--- Begin Data in this exercise ---

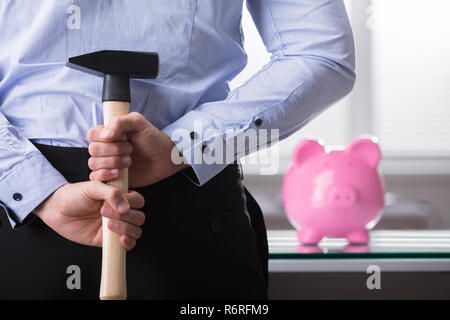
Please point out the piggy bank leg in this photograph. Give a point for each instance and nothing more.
(308, 236)
(358, 237)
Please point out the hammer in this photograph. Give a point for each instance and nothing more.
(116, 68)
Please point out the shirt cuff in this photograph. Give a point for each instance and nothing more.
(199, 142)
(27, 185)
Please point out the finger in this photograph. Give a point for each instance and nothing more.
(103, 149)
(96, 163)
(127, 242)
(130, 123)
(124, 228)
(94, 133)
(96, 190)
(134, 217)
(104, 175)
(135, 199)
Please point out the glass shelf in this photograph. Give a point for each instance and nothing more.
(407, 244)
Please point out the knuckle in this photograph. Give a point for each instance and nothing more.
(138, 233)
(91, 163)
(92, 149)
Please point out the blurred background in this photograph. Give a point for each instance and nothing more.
(401, 96)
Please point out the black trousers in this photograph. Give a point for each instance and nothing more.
(204, 242)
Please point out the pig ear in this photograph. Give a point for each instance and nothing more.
(305, 150)
(366, 149)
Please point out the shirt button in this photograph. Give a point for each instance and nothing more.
(193, 135)
(215, 226)
(17, 196)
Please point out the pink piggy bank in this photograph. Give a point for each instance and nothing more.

--- End Data in this exercise ---

### What this task involves
Your task is to copy the entries in full and exactly, without any images.

### Output for this exercise
Please point out the piggy bank leg in this photograph. Give a point for each instance and nothing more.
(308, 236)
(358, 237)
Please point out the hammer in this photograph. Give a point for each instance and nothing more.
(116, 68)
Please point out the shirt cuff in this photograph. Give a point for each instance and nothing more.
(199, 142)
(27, 185)
Please point out the finger in this photograph. Give a point for each instance and nothing more.
(103, 149)
(96, 163)
(127, 242)
(130, 123)
(124, 228)
(94, 133)
(96, 190)
(134, 217)
(104, 175)
(135, 199)
Please point out the glass shelf in this photograph. Give a point for each instance and nothing more.
(407, 244)
Please point out the knuckle in this photograph. Give a point for each instance and nothing more.
(138, 233)
(91, 163)
(92, 149)
Please point out the blurred background in this photograph. Give a point for each instance and nothing more.
(401, 96)
Please point out the black trousers in this photograph. Give a point for each instance and nothing more.
(204, 242)
Please point out the pig ear in this photograph. Give a point for each instance and nothing more.
(305, 150)
(366, 149)
Please point out the shirt button in this photograph. Give a point for each instance and nothing more.
(193, 135)
(215, 226)
(17, 196)
Please point out the pink piggy bank in this photograph. Give a point for each instance and nothing more.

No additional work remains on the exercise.